►

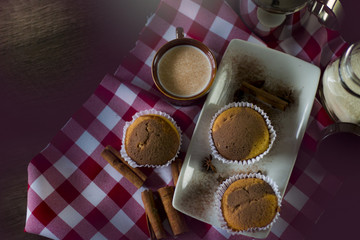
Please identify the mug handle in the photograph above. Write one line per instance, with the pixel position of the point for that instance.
(179, 32)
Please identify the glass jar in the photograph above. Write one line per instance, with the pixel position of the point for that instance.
(340, 90)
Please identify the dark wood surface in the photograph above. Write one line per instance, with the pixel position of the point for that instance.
(53, 54)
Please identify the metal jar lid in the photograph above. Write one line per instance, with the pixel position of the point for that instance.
(330, 13)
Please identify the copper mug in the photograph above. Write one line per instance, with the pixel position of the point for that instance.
(177, 76)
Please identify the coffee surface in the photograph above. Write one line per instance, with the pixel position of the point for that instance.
(184, 71)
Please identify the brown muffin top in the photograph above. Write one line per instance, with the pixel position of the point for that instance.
(249, 203)
(240, 133)
(151, 139)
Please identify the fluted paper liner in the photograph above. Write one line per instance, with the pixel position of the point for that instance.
(127, 124)
(225, 184)
(271, 130)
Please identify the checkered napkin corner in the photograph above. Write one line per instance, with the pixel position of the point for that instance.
(75, 194)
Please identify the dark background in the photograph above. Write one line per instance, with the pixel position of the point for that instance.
(53, 54)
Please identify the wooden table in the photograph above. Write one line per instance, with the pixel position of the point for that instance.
(53, 54)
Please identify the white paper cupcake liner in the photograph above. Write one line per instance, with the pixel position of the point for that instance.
(123, 152)
(221, 190)
(271, 129)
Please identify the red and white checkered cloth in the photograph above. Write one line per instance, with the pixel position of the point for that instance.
(75, 194)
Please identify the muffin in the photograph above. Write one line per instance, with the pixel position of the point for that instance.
(151, 139)
(248, 202)
(241, 132)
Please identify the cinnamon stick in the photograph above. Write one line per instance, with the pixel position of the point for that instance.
(176, 219)
(153, 214)
(175, 169)
(122, 168)
(264, 96)
(137, 171)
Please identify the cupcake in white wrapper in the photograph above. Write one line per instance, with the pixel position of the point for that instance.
(240, 132)
(254, 201)
(151, 139)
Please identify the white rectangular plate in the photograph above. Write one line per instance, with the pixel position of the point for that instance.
(194, 194)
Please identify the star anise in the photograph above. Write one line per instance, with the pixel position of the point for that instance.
(207, 164)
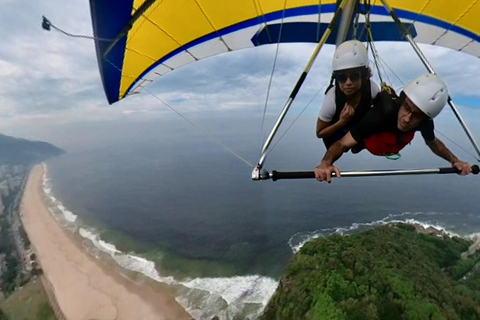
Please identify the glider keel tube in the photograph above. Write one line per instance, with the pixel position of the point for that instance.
(275, 175)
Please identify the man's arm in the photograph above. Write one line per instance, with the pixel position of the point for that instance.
(323, 172)
(439, 148)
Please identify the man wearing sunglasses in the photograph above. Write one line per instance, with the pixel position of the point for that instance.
(351, 97)
(391, 124)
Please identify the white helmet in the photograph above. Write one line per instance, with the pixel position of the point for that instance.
(350, 54)
(429, 93)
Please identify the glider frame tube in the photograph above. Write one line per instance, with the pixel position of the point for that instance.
(275, 175)
(256, 174)
(430, 69)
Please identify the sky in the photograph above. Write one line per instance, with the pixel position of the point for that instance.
(50, 81)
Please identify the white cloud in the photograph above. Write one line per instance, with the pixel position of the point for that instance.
(46, 76)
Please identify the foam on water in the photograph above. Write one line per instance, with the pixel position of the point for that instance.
(229, 298)
(55, 205)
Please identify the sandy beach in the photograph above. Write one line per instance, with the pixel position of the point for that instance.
(85, 288)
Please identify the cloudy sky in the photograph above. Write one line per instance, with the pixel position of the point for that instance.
(48, 79)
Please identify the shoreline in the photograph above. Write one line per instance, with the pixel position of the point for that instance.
(84, 287)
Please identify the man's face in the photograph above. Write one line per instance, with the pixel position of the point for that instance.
(350, 80)
(409, 116)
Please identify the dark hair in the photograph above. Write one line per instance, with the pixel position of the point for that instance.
(365, 89)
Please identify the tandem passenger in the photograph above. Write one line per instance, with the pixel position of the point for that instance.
(391, 124)
(351, 97)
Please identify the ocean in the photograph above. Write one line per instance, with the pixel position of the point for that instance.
(160, 198)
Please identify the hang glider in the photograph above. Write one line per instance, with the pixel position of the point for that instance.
(149, 38)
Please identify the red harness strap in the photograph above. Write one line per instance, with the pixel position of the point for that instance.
(385, 143)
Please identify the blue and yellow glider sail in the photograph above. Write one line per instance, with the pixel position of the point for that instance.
(150, 38)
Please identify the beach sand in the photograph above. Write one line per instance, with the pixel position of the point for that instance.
(83, 287)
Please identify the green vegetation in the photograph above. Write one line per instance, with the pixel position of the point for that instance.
(389, 272)
(27, 303)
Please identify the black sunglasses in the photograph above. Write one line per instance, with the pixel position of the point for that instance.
(354, 76)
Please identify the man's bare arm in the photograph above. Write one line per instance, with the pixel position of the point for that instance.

◄

[WHAT TO DO]:
Print each line of the material above exactly, with the pictures removed from your copy.

[CORRECT OUTPUT]:
Please identify the mug handle in the photograph above. Write one line per instance, with the pixel position of the point for that instance.
(179, 32)
Please identify the glass jar in the photograph above. Write one line per instance, with the pixel position of the point for that instance.
(340, 90)
Please identify the dark wood surface in the photograph above. Write one line per instance, with the pixel position of the point for that instance.
(53, 54)
Please identify the metal jar lid in the photograph above. Write one line per instance, with the pixel position of the point for that instance.
(330, 13)
Please identify the copper mug in the photograph above. Write one line per instance, with the pixel position of the point for that instance.
(177, 76)
Please identify the coffee surface in the photograph above. Write one line per instance, with the pixel position of the point for that instance.
(184, 71)
Please identify the brown muffin top in the photograph above. Write one line per instance, with the pixel position of the point for that instance.
(249, 203)
(240, 133)
(151, 139)
Please identify the fluted paper liner in the photograph above. Write one line per instance, with the pixel position of the point for that instance.
(127, 124)
(225, 184)
(271, 130)
Please identify the checkered napkin corner in the photograph above. Write one line per instance, with the pixel position of the point for that instance.
(75, 194)
Please identify the dark background in the photograph above. Write one line per instance, with the pixel position of the point for that instance.
(53, 54)
Please identify the wooden table in the photograph above. Write one line per instance, with the pixel position of the point for that instance.
(53, 54)
Please identify the white paper cupcake liner in the photograph above. Write one line per instance, with the pixel position of the point for that instance.
(123, 152)
(221, 190)
(271, 129)
Please identify the red and white checkered cloth in the photograph above. Write one line per instance, with the pixel position of the point for that instance.
(75, 194)
Please identify the muffin in the photograph above. Write one line per instance, with the pixel position of the point for that instance.
(151, 139)
(248, 202)
(241, 132)
Please identify the cinnamon stick in the photograph above. Write one line per instance, with the pixel position of the point for that instance.
(176, 219)
(153, 214)
(175, 169)
(122, 168)
(264, 96)
(137, 171)
Please identify the cupcake in white wrapper in the photograph above. Write one line per instance, with the pixel position of the point for that instance.
(240, 132)
(254, 201)
(151, 139)
Please identify the white rectangular plate in the photograph above. Write one line per instance, with the pixel position of the point for that instance.
(194, 194)
Please identify the star anise in the photograph above. Write one line per instance, with the pixel position of the point for that instance.
(207, 164)
Please identify the glider keel tube in the photograph above. Write one line per instance, with the pixel position of the point for that instance.
(275, 175)
Please identify the man's arm in the photograph above. Write one line per instance, with the pixel position of the point for that instance.
(323, 172)
(439, 148)
Please identify the man wearing sunglasses in the photograph above. Write one line per instance, with the pixel position of the point for that instance.
(351, 97)
(391, 124)
Please identify the white helmet in the photograph above. Write one line per instance, with the pixel position of the point for that instance.
(350, 54)
(429, 93)
Please identify the glider frame tube in the photograph above. Write one line per instance, with the pixel position of the point for that instance.
(275, 175)
(256, 174)
(430, 69)
Please identify the sky in the photograph above. Write one line per instance, with the pixel position of the point for that instance.
(50, 81)
Please identify the white cloud in the photograph above. Write one line per instance, with the pixel position of the point for that instance.
(46, 76)
Please identify the foam on water in the photograph above. Write one line per instance, with the pixel position of the point for that instance.
(229, 298)
(55, 205)
Please identify the sandy beach in the photograph above. Write one line per instance, with the pixel position of the point for that instance.
(85, 288)
Please identify the cloudy sky in the photograph above. Write one line per instance, with the pixel position of the point for that instance.
(48, 79)
Please identify the shoreline in the photograph above. Write one line per instance, with the pixel position of the point for that instance.
(84, 287)
Please identify the man's face in the photograph above. Write one line per instance, with the pixel position of the point for that instance.
(350, 80)
(409, 116)
Please identify the dark hair in the photograph above. Write one line per instance, with the pixel position of the point for that instance.
(365, 89)
Please identify the tandem passenger in the photograph above. Write one line per instance, with the pixel position of the point for that instance.
(391, 124)
(351, 97)
Please identify the ocean in the photograph above. Write one line per instance, with the pixel position of the point for that instance.
(160, 198)
Please identify the hang glider in the photograph above. Write one line per instance, with the pixel position of the point for that instance.
(149, 38)
Please identify the red harness strap in the photograph above. Write one line per instance, with the pixel position of the point for that instance.
(385, 143)
Please identify the blue and yellow glider sail in the photograph above. Write one line per instance, with the pixel position of the point for that instance.
(150, 38)
Please identify the beach sand in the photograph above. Write one line per instance, with the pixel position of the point for that instance.
(83, 287)
Please identify the green vegetation in the photograph above. Write one line per instance, with the pixel position of the point for that instance.
(389, 272)
(27, 303)
Please identify the black sunglasses in the photograph above. Write one line per instance, with the pixel position of the point for that instance.
(354, 76)
Please identify the man's bare arm in the photograph above. Write one line per instance, with the pixel position of the point for that instance.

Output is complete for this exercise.